**WHAT TO PRODUCE:** Reproduce the data below verbatim, from the line containing "The service MUST return one point per instance of the distant" through the final line of the data, both ends included.

**RAW DATA:**

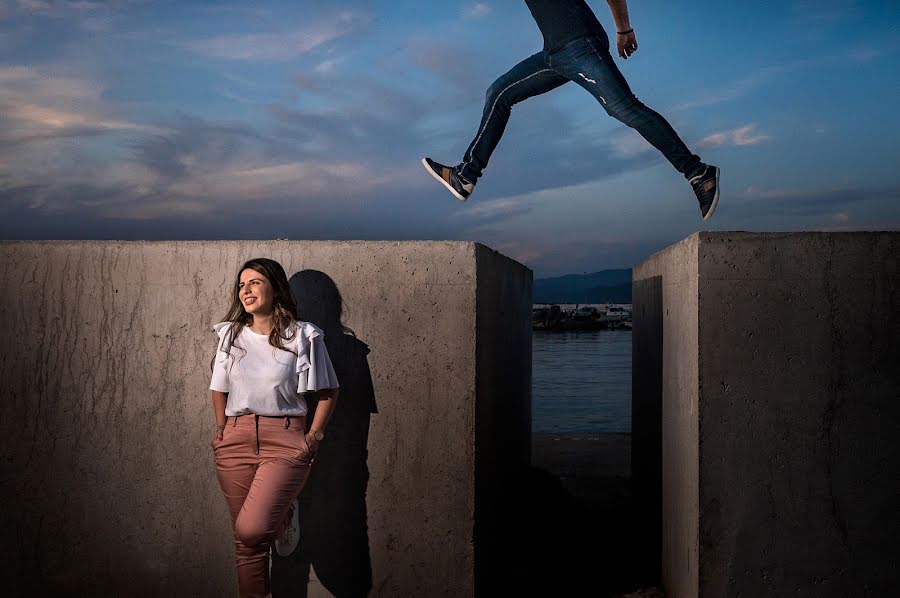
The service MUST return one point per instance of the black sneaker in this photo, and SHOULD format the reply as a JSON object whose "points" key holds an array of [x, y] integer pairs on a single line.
{"points": [[706, 188], [288, 537], [449, 177]]}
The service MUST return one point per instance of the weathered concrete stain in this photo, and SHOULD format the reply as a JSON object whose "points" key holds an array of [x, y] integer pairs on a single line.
{"points": [[797, 421]]}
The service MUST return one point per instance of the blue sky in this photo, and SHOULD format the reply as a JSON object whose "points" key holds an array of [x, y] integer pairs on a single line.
{"points": [[307, 120]]}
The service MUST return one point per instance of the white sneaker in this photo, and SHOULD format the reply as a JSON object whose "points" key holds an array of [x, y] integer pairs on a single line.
{"points": [[287, 541]]}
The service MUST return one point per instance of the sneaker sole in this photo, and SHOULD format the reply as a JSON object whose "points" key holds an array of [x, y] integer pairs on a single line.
{"points": [[712, 207], [441, 180]]}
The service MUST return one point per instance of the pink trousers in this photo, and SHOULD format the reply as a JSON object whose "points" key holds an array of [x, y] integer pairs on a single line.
{"points": [[262, 464]]}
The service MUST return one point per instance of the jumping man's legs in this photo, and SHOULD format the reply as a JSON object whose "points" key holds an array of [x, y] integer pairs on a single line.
{"points": [[529, 78], [587, 61]]}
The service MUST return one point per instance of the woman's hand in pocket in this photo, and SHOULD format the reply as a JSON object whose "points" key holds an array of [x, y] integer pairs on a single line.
{"points": [[217, 436]]}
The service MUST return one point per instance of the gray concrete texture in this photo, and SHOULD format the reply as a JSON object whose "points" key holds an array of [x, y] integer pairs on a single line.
{"points": [[106, 474], [779, 412]]}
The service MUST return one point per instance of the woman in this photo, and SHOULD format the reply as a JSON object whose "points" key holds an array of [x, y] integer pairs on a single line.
{"points": [[263, 446]]}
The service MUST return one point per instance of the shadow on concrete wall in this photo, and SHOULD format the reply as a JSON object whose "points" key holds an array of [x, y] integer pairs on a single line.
{"points": [[334, 532], [646, 414], [552, 543]]}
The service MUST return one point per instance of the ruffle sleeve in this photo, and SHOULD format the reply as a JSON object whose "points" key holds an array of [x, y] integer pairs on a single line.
{"points": [[314, 368], [220, 381]]}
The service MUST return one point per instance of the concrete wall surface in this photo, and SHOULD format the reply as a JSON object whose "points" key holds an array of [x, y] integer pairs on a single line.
{"points": [[106, 473], [793, 445]]}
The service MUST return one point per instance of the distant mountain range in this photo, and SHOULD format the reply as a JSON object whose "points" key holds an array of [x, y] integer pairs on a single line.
{"points": [[606, 286]]}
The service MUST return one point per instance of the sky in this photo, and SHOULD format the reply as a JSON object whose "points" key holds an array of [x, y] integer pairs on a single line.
{"points": [[308, 120]]}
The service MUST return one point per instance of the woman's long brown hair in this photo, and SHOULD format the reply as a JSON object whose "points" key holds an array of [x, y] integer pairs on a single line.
{"points": [[285, 308]]}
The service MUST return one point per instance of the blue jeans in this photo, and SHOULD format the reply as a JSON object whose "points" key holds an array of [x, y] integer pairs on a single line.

**EXERCISE ANSWER:**
The service MUST return one point per instance of the distant mountain range in this photo, and SHOULD format the reply as a JSON object whose "points" key holds an array of [x, y] integer pairs on a single line.
{"points": [[606, 286]]}
The service MUST return one point per instance of the sky in this photo, and SHOULD format the reply as a JSON object whose "points" key holds an array of [x, y] integer pairs on a single line.
{"points": [[308, 120]]}
The service MUST return one point per instance of the woman's long brown hair in this photo, and SHOULD format the reply as a JSON object whose "points" key holds an array of [x, y] integer pairs on a single line.
{"points": [[285, 308]]}
The service MUST return one point per instance of the blue jeans in this photo, and SHOULD format the reply as a JSON object whose "points" key holds an array of [x, y] integer pairs on a single line.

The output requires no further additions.